■ **Input**
--------------------------------

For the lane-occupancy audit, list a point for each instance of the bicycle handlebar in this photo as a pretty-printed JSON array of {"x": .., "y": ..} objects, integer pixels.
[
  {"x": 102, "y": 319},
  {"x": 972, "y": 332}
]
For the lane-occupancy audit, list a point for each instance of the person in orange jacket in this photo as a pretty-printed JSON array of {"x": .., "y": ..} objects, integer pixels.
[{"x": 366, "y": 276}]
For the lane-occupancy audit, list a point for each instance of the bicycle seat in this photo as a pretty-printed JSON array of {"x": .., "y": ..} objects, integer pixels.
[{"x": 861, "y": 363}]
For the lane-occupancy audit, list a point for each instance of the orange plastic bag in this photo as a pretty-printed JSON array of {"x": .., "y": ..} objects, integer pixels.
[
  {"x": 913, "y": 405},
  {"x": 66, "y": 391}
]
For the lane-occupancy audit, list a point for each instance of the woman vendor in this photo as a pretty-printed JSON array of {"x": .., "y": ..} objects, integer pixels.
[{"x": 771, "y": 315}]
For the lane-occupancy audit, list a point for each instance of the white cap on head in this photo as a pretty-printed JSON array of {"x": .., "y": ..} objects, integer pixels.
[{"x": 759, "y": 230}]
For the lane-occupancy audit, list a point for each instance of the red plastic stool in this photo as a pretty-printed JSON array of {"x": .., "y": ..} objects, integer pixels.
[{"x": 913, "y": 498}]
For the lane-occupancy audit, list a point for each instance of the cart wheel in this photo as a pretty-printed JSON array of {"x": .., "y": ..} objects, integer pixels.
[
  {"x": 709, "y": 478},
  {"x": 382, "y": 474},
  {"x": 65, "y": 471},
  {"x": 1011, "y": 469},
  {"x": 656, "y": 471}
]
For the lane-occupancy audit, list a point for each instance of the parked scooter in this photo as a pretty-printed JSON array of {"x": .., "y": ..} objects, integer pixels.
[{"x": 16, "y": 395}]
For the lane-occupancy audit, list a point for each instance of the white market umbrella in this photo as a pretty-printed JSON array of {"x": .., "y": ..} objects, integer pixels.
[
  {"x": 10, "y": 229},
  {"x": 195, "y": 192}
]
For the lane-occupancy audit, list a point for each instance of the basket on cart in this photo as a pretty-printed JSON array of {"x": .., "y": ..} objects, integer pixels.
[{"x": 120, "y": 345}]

--------------------------------

■ **Your task**
From the first line to the last, retype the records exactly.

■ **Written solution**
For the lane-occupancy audit, list a point for each instance of the bicycle handlebar in this photo as a pretty-printed JSON array of {"x": .., "y": ..} objects, integer pixels.
[
  {"x": 102, "y": 319},
  {"x": 972, "y": 332}
]
For the lane-occupancy audit, list a point for each instance of the person in orange jacket in this photo as a pretty-printed JSON array of {"x": .., "y": ..} objects, integer pixels.
[{"x": 366, "y": 276}]
For the lane-occupancy audit, list a point for each instance of the bicycle seat in this photo as a pretty-printed JSON array of {"x": .., "y": ..} objects, integer pixels.
[{"x": 861, "y": 363}]
For the lane-occupancy audit, list a point for each instance of the orange plastic bag in this photo as a pretty-printed JSON array of {"x": .., "y": ..} objects, integer pixels.
[
  {"x": 913, "y": 405},
  {"x": 66, "y": 391}
]
For the lane-occupancy audit, list a point for each instance of the woman vendor in this photo as a pretty-printed JSON array of {"x": .., "y": ..} objects, integer pixels.
[{"x": 771, "y": 315}]
For the lane-occupancy audit, list a point for each instance of the white cap on head in this photo as a pretty-printed JSON array of {"x": .., "y": ..} objects, integer pixels.
[{"x": 759, "y": 230}]
For the lane-occupancy audit, list a point for each instance of the red plastic stool in this photo as a pretty-printed JSON array of {"x": .., "y": ..} objects, integer pixels.
[{"x": 913, "y": 498}]
For the lane-occupancy audit, list a point for each instance of the cart wheel in this photo as a pretty-printed JSON array of {"x": .., "y": ..} objects, integer pixels.
[
  {"x": 709, "y": 478},
  {"x": 382, "y": 474},
  {"x": 65, "y": 471},
  {"x": 1011, "y": 469},
  {"x": 656, "y": 471}
]
For the lane-occupancy audit, list a point for each instance of the parked scooter in this photo as a pretty-printed JSON array of {"x": .., "y": ..} objects, integer pixels.
[{"x": 16, "y": 395}]
For the lane-occupancy audit, list a point for each instance of the white market umbrella in this photo as a pretty-printed JSON array of {"x": .., "y": ..} objects, integer pixels.
[
  {"x": 10, "y": 229},
  {"x": 195, "y": 192}
]
For the lane-occupancy audit, list a point for each instance of the basket on cart in this photo as a pretty-printed JSON array of {"x": .., "y": ..} objects, integer pixels.
[{"x": 120, "y": 345}]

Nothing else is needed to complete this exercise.